[START OF GIVEN ENTRIES]
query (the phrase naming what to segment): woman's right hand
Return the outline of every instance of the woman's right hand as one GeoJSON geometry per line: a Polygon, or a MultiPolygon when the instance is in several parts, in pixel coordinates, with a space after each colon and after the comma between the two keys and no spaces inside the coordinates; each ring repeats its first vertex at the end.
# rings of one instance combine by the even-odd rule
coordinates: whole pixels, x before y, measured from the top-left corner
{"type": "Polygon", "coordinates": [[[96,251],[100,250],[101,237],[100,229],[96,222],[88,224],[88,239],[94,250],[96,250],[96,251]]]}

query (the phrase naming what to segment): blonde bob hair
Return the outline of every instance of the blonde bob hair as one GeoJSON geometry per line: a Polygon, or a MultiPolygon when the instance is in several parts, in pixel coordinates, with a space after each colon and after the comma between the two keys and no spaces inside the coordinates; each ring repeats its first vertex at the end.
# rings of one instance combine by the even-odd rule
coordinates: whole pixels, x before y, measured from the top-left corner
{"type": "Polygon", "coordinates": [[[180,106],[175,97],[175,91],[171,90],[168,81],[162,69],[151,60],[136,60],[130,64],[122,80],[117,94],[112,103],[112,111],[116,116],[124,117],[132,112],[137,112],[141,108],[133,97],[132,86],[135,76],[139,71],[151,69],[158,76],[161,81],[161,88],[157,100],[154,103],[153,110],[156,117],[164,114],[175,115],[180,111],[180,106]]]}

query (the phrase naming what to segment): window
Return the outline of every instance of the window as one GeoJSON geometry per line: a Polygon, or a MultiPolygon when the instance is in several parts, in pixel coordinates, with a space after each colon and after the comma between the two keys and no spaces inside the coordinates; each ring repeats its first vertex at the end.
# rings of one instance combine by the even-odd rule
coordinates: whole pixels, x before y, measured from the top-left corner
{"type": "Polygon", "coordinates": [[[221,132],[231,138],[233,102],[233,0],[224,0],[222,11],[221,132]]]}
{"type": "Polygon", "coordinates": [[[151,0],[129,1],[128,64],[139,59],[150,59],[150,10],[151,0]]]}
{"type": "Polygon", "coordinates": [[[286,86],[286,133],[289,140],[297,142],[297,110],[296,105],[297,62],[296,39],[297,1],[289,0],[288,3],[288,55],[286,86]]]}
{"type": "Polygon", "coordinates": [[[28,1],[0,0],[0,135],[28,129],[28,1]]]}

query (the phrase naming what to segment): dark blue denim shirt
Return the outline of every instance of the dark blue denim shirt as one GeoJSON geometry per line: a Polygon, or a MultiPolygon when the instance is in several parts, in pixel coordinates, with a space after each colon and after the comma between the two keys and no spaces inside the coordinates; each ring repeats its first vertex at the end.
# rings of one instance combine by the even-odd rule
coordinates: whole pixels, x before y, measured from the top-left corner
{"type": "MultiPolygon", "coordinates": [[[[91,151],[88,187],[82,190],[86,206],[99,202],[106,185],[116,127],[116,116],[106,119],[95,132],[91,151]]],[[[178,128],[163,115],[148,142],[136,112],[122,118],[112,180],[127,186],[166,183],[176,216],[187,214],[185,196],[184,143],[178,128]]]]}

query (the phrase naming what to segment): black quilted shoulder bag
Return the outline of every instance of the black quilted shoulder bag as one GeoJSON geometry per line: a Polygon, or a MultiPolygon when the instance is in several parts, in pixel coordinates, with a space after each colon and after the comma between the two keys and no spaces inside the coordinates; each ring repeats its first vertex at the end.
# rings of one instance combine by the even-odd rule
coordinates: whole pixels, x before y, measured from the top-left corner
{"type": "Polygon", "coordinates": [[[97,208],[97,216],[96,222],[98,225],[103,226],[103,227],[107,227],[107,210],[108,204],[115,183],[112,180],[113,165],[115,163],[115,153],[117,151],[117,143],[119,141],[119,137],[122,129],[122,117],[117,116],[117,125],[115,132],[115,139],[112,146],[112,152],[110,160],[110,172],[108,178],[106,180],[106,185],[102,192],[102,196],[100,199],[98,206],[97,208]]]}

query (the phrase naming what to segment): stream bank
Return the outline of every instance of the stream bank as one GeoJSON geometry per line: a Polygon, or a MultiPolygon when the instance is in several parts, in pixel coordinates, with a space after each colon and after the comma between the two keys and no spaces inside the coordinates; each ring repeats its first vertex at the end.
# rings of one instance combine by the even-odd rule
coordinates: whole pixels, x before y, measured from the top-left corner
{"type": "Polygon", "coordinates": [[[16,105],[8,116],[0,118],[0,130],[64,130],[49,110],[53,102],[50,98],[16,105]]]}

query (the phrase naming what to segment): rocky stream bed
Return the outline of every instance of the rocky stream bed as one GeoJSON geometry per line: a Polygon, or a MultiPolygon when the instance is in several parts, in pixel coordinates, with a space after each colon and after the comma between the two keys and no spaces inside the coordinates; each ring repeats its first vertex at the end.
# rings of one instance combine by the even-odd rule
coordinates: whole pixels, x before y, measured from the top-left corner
[END OF GIVEN ENTRIES]
INSTRUCTIONS FOR THE TASK: Copy out all of the records above, line for line, with every character left unchanged.

EXPECTED ANSWER:
query (the phrase naming what to segment): woman's right hand
Return the outline of every instance of the woman's right hand as one GeoJSON geometry per line: a Polygon, or a MultiPolygon when the instance is in several parts, in pixel coordinates, with a space after each colon and after the comma between the two keys and no spaces inside the coordinates; each ring repeats its first vertex at the end.
# rings of one instance combine by the even-odd rule
coordinates: whole pixels, x before y, measured from the top-left corner
{"type": "Polygon", "coordinates": [[[96,251],[100,250],[101,237],[100,229],[96,222],[88,224],[88,239],[94,250],[96,250],[96,251]]]}

query (the phrase naming what to segment): blonde bob hair
Return the outline of every instance of the blonde bob hair as one GeoJSON geometry per line: a Polygon, or a MultiPolygon when the instance is in several parts, in pixel coordinates, with a space after each colon and after the comma between the two keys and no spaces inside the coordinates; each ring repeats its first vertex at the end.
# rings of one instance combine by the even-odd rule
coordinates: whole pixels, x before y, measured from the top-left corner
{"type": "Polygon", "coordinates": [[[180,106],[175,97],[175,91],[171,90],[168,81],[162,69],[151,60],[136,60],[130,64],[122,80],[117,94],[112,103],[112,111],[116,116],[124,117],[132,112],[137,112],[141,108],[133,97],[132,86],[135,76],[139,71],[151,69],[158,76],[161,81],[161,88],[157,100],[154,103],[153,110],[156,117],[164,114],[175,115],[180,111],[180,106]]]}

query (the phrase naming what to segment): window
Return the outline of every instance of the window as one GeoJSON geometry per line: a Polygon, or a MultiPolygon when the instance is in several parts, in pixel coordinates, with a space after each colon and after the comma between the two keys and no spaces inside the coordinates; each ring repeats its first vertex at the end.
# rings of one instance combine by the even-odd rule
coordinates: whole pixels, x before y, measured from the top-left corner
{"type": "Polygon", "coordinates": [[[221,132],[231,138],[233,102],[233,0],[224,0],[222,11],[221,132]]]}
{"type": "Polygon", "coordinates": [[[151,0],[129,1],[128,64],[139,59],[150,59],[150,10],[151,0]]]}
{"type": "Polygon", "coordinates": [[[286,86],[286,133],[289,140],[297,142],[297,110],[296,105],[297,62],[296,39],[297,1],[289,0],[288,3],[288,55],[286,86]]]}
{"type": "Polygon", "coordinates": [[[28,1],[0,0],[0,135],[28,129],[28,1]]]}

query (the phrase naming what to segment): dark blue denim shirt
Return the outline of every instance of the dark blue denim shirt as one GeoJSON geometry per line: a Polygon, or a MultiPolygon when the instance is in several parts, in pixel coordinates, with a space after each colon and after the comma between the two keys and no spaces inside the coordinates; each ring repeats its first vertex at the end.
# rings of one instance combine by the even-odd rule
coordinates: whole pixels, x before y, measured from the top-left corner
{"type": "MultiPolygon", "coordinates": [[[[91,151],[88,187],[82,190],[86,206],[99,202],[106,185],[116,127],[116,116],[106,119],[95,132],[91,151]]],[[[178,128],[163,115],[148,142],[136,112],[122,118],[112,180],[127,186],[166,183],[176,216],[187,214],[185,196],[184,143],[178,128]]]]}

query (the phrase naming what to segment): black quilted shoulder bag
Return the outline of every instance of the black quilted shoulder bag as one GeoJSON geometry per line: a Polygon, or a MultiPolygon when the instance is in several parts, in pixel coordinates, with a space after each colon and after the comma between the two keys and no spaces inside the coordinates; each ring repeats its first vertex at the end.
# rings of one instance combine by the even-odd rule
coordinates: whole pixels, x before y, measured from the top-left corner
{"type": "Polygon", "coordinates": [[[97,208],[97,216],[96,222],[98,225],[103,226],[103,227],[107,227],[107,210],[108,204],[115,183],[112,180],[113,165],[115,163],[115,153],[117,151],[117,143],[119,141],[119,137],[122,129],[122,117],[117,116],[117,125],[115,132],[115,139],[112,146],[112,152],[110,160],[110,172],[108,178],[106,180],[106,185],[102,192],[102,196],[100,199],[98,206],[97,208]]]}

query (the phrase naming what to segment): stream bank
Return the outline of every instance of the stream bank as one GeoJSON geometry per line: a Polygon, or a MultiPolygon when the instance is in several parts, in pixel coordinates, with a space after each colon and after the comma between the two keys and no spaces inside the coordinates; each ring repeats its first vertex at the end.
# rings of one instance combine by the even-odd rule
coordinates: whole pixels, x before y, measured from the top-left corner
{"type": "Polygon", "coordinates": [[[16,105],[8,116],[0,118],[0,130],[64,130],[49,110],[53,102],[50,98],[16,105]]]}

query (the phrase naming what to segment): rocky stream bed
Return the outline of every instance of the rocky stream bed as one GeoJSON geometry per line: a Polygon, or a MultiPolygon when the instance is in several parts, in pixel coordinates, with a space after each colon and after the comma between the two keys and no spaces inside the coordinates; each ring repeats its first vertex at the end.
# rings of one instance combine by the even-odd rule
coordinates: whole pixels, x before y, measured from the top-left corner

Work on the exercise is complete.